Stored records
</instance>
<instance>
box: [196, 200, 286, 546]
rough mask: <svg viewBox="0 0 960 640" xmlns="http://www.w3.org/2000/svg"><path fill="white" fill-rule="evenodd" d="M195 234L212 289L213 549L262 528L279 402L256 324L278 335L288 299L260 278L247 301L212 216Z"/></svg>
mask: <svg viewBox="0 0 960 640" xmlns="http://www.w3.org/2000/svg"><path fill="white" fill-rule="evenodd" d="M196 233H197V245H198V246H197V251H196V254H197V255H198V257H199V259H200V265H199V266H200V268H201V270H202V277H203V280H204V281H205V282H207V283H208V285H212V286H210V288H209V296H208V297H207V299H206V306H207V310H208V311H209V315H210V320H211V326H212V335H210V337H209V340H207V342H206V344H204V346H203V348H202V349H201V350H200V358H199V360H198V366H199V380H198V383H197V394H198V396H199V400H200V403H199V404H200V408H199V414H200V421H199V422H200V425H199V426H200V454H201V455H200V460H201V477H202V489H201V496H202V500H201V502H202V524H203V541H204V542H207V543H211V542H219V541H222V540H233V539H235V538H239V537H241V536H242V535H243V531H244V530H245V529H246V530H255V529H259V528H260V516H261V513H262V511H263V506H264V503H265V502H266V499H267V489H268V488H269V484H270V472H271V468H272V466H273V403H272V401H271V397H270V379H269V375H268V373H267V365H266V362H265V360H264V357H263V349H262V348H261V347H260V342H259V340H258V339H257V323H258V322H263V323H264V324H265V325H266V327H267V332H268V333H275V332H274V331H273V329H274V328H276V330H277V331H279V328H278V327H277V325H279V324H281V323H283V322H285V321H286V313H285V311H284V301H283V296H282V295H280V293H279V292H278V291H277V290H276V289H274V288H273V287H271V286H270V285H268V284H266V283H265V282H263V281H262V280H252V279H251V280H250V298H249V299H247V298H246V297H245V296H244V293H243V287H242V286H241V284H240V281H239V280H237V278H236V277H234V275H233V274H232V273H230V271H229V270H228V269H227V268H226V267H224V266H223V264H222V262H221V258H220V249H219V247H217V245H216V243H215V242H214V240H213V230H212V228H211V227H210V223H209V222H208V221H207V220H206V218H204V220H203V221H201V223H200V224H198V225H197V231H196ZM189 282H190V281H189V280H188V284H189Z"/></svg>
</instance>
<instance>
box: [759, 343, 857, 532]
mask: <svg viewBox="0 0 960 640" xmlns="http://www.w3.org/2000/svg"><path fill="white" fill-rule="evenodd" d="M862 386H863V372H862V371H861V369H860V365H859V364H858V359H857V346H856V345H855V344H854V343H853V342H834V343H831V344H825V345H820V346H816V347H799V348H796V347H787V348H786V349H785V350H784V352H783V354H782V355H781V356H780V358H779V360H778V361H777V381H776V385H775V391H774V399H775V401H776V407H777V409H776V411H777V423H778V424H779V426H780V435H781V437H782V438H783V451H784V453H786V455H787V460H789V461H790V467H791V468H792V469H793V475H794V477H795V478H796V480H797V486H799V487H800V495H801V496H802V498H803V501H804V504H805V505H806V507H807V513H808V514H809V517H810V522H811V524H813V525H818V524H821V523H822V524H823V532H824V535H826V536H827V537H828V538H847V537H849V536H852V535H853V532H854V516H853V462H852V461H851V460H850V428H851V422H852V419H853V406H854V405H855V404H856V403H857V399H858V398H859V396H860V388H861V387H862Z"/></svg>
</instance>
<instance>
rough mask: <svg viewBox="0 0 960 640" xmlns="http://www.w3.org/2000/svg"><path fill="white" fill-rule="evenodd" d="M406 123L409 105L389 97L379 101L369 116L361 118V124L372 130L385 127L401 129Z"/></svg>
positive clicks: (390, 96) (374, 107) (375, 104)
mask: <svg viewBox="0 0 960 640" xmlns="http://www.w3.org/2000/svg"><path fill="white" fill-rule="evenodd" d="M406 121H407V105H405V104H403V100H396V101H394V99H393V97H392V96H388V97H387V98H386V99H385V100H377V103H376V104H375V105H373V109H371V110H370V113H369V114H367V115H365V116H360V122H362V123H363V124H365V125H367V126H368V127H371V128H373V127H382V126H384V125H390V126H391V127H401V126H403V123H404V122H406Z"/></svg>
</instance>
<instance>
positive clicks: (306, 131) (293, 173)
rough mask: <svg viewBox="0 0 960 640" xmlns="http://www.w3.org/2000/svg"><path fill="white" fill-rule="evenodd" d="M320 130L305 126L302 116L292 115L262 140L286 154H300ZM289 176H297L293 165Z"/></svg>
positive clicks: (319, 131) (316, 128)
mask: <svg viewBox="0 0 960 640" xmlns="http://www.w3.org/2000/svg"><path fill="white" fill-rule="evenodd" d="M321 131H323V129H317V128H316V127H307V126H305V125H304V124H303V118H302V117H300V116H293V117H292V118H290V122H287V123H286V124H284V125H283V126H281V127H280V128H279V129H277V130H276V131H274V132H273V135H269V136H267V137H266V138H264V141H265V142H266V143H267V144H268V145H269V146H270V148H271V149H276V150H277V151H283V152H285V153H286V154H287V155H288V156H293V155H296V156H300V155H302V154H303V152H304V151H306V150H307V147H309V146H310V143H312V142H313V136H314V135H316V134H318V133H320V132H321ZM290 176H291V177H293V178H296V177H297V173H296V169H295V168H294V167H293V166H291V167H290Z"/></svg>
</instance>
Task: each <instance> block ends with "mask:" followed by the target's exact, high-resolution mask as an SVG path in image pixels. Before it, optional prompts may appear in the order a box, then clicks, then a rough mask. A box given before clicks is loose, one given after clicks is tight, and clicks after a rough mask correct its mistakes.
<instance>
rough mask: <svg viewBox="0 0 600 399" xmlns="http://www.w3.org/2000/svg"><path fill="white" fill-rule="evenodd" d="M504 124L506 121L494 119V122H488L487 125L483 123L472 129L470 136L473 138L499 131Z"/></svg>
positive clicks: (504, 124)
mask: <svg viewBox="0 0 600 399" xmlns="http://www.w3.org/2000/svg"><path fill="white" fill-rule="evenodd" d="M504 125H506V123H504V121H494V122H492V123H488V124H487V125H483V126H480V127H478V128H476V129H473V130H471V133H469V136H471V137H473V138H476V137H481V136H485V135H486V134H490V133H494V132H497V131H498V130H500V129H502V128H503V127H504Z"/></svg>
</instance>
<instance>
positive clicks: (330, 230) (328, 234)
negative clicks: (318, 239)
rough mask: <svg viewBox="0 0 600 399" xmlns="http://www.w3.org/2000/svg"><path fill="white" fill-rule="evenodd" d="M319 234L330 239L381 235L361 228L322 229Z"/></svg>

● Exercise instructions
Please reproduce all of the records above verbatim, line for line, without altering anything.

● Solution to this exercise
</instance>
<instance>
box: [196, 200, 286, 546]
rough mask: <svg viewBox="0 0 960 640" xmlns="http://www.w3.org/2000/svg"><path fill="white" fill-rule="evenodd" d="M195 234L212 289L213 549L262 528L279 402L256 324L278 335L288 299L260 278L247 301L212 216Z"/></svg>
mask: <svg viewBox="0 0 960 640" xmlns="http://www.w3.org/2000/svg"><path fill="white" fill-rule="evenodd" d="M196 233H197V245H198V246H197V251H196V254H197V255H198V257H199V259H200V265H199V266H200V268H201V270H202V277H203V280H204V281H205V282H207V283H208V285H212V286H210V288H209V296H208V297H207V299H206V306H207V310H208V311H209V315H210V320H211V326H212V335H210V337H209V340H207V342H206V344H204V346H203V348H202V349H201V350H200V358H199V360H198V366H199V380H198V383H197V394H198V396H199V400H200V403H199V404H200V408H199V414H200V421H199V422H200V425H199V426H200V454H201V455H200V460H201V477H202V489H201V496H202V500H201V502H202V524H203V541H204V542H207V543H211V542H219V541H222V540H233V539H235V538H239V537H241V536H242V535H243V531H244V530H245V529H246V530H255V529H259V528H260V516H261V513H262V511H263V506H264V503H265V502H266V499H267V489H268V488H269V484H270V472H271V468H272V466H273V403H272V401H271V397H270V379H269V375H268V373H267V365H266V362H265V360H264V357H263V349H262V348H261V347H260V342H259V340H258V339H257V323H258V322H263V323H264V324H265V325H266V327H267V332H268V333H275V332H274V331H273V329H274V328H276V330H277V331H279V328H278V327H277V325H279V324H281V323H283V322H285V321H286V313H285V311H284V301H283V296H282V295H280V293H279V292H278V291H277V290H276V289H274V288H273V287H271V286H270V285H268V284H266V283H265V282H263V281H262V280H252V279H251V280H250V298H249V299H247V298H246V297H245V296H244V293H243V287H242V286H241V284H240V281H239V280H237V278H236V277H234V275H233V274H232V273H230V271H229V270H228V269H227V268H226V267H224V266H223V264H222V262H221V258H220V249H219V247H217V245H216V243H215V242H214V240H213V230H212V228H211V227H210V223H209V222H208V221H207V220H206V218H204V220H203V221H201V223H200V224H198V225H197V231H196ZM189 282H190V281H189V280H188V284H189Z"/></svg>
</instance>
<instance>
box: [759, 343, 857, 532]
mask: <svg viewBox="0 0 960 640" xmlns="http://www.w3.org/2000/svg"><path fill="white" fill-rule="evenodd" d="M862 386H863V372H862V371H861V369H860V365H859V364H858V359H857V346H856V345H855V344H854V343H853V342H834V343H831V344H825V345H820V346H816V347H799V348H796V347H787V348H786V349H785V350H784V352H783V354H782V355H781V356H780V358H779V360H778V361H777V381H776V385H775V391H774V399H775V401H776V407H777V409H776V411H777V423H778V424H779V426H780V435H781V437H782V438H783V451H784V453H786V455H787V460H789V461H790V467H791V468H792V469H793V475H794V477H795V478H796V480H797V486H799V487H800V495H801V496H802V498H803V501H804V504H805V505H806V507H807V513H808V514H809V517H810V522H811V524H813V525H818V524H821V523H822V524H823V532H824V535H826V536H827V537H828V538H847V537H849V536H852V535H853V532H854V516H853V462H852V461H851V460H850V428H851V422H852V419H853V406H854V405H855V404H856V403H857V399H858V398H859V396H860V388H861V387H862Z"/></svg>
</instance>
<instance>
rough mask: <svg viewBox="0 0 960 640" xmlns="http://www.w3.org/2000/svg"><path fill="white" fill-rule="evenodd" d="M406 123L409 105L389 97L379 101L369 116L361 118V124L372 130L385 127L401 129Z"/></svg>
positive clicks: (390, 96) (374, 107) (375, 104)
mask: <svg viewBox="0 0 960 640" xmlns="http://www.w3.org/2000/svg"><path fill="white" fill-rule="evenodd" d="M406 121H407V105H405V104H403V100H396V101H394V99H393V97H392V96H388V97H387V98H386V99H385V100H377V103H376V104H375V105H373V109H371V110H370V113H369V114H367V115H365V116H360V122H362V123H363V124H365V125H367V126H368V127H371V128H373V127H382V126H384V125H390V126H391V127H401V126H403V123H404V122H406Z"/></svg>
</instance>
<instance>
positive clicks: (306, 131) (293, 173)
rough mask: <svg viewBox="0 0 960 640" xmlns="http://www.w3.org/2000/svg"><path fill="white" fill-rule="evenodd" d="M320 130L305 126L302 116L292 115L262 140L286 154H300ZM289 176H297L293 165Z"/></svg>
positive clicks: (319, 131) (316, 128)
mask: <svg viewBox="0 0 960 640" xmlns="http://www.w3.org/2000/svg"><path fill="white" fill-rule="evenodd" d="M321 131H323V129H317V128H316V127H307V126H305V125H304V124H303V118H302V117H300V116H293V117H292V118H290V122H287V123H286V124H284V125H283V126H281V127H280V128H279V129H277V130H276V131H274V132H273V135H269V136H267V137H266V138H264V141H265V142H266V143H267V144H268V145H269V146H270V148H271V149H276V150H277V151H283V152H285V153H286V154H287V155H288V156H293V155H296V156H300V155H302V154H303V152H304V151H306V150H307V147H309V146H310V143H312V142H313V136H314V135H316V134H318V133H320V132H321ZM290 176H291V177H293V178H296V177H297V173H296V169H295V168H294V167H293V166H291V167H290Z"/></svg>
</instance>
Task: each <instance> block ends with "mask:" followed by the target's exact, high-resolution mask as an SVG path in image pixels. Before it, optional prompts may appear in the order a box, then clicks, then a rough mask. A box given before clicks is loose, one given after clicks is tight, and clicks after a rough mask correct its mistakes.
<instance>
rough mask: <svg viewBox="0 0 600 399" xmlns="http://www.w3.org/2000/svg"><path fill="white" fill-rule="evenodd" d="M504 124L506 121L494 119V122H488L487 125L483 123L472 129L470 136L473 138L499 131Z"/></svg>
positive clicks: (504, 124)
mask: <svg viewBox="0 0 600 399" xmlns="http://www.w3.org/2000/svg"><path fill="white" fill-rule="evenodd" d="M504 125H506V123H504V121H494V122H492V123H488V124H487V125H483V126H480V127H478V128H476V129H473V130H471V133H469V136H471V137H473V138H476V137H481V136H485V135H486V134H490V133H494V132H497V131H498V130H500V129H502V128H503V127H504Z"/></svg>
</instance>
<instance>
positive clicks: (330, 230) (328, 234)
negative clicks: (318, 239)
rough mask: <svg viewBox="0 0 600 399" xmlns="http://www.w3.org/2000/svg"><path fill="white" fill-rule="evenodd" d="M319 234L330 239L381 235L361 228L322 229Z"/></svg>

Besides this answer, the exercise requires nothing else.